__AIM__. Rewrite the items with "watch face" changed to "clock face" and nothing else altered. Leave out the pictures.

__INFORMATION GIVEN__.

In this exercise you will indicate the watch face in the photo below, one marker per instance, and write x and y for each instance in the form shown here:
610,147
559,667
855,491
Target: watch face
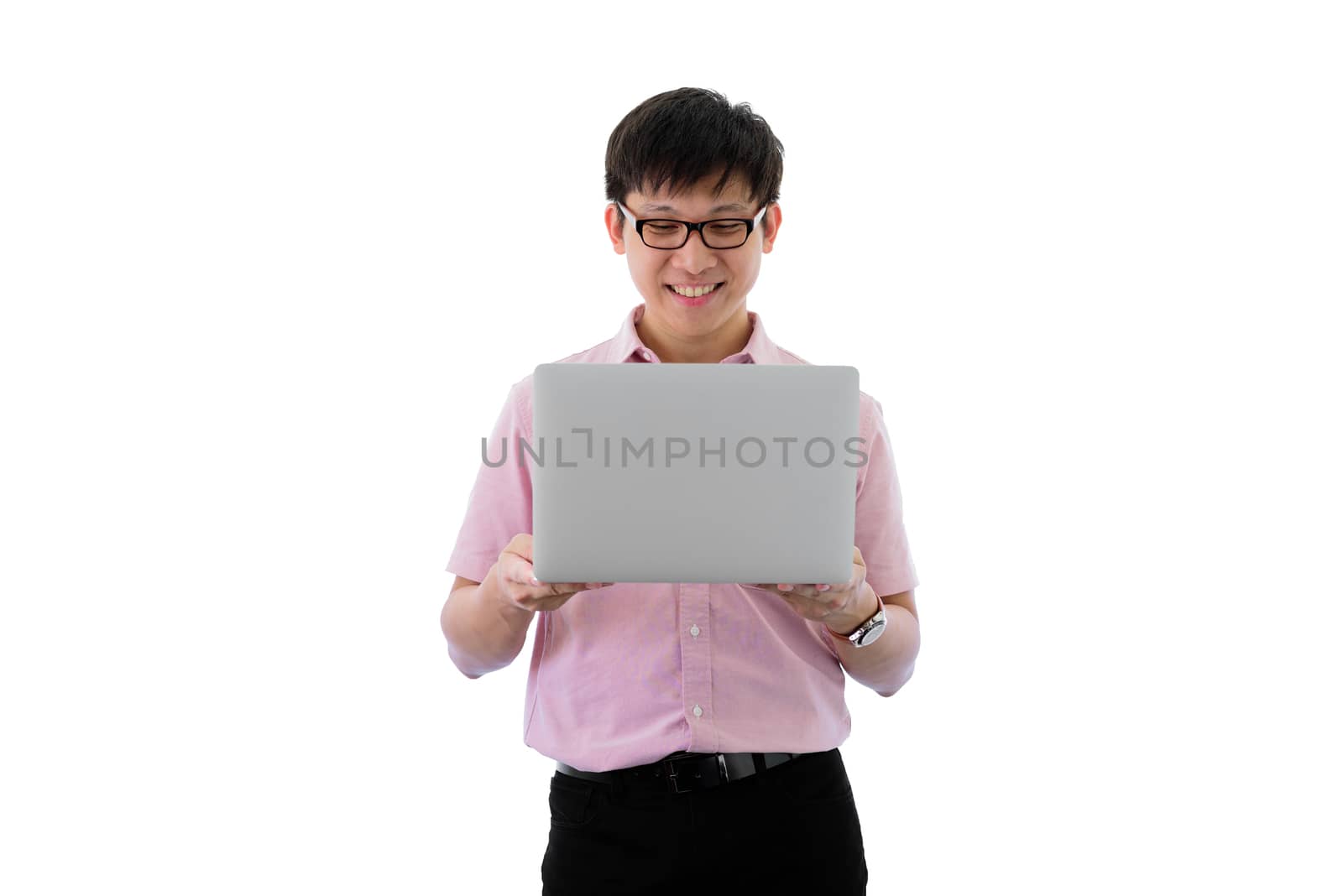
870,635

__RESULT OF THIS TASK__.
In this exercise you will indicate the clock face in the photo below, one marker per instance, and write x and y for each instance in the form shown here:
610,147
559,667
855,491
Target: clock face
870,635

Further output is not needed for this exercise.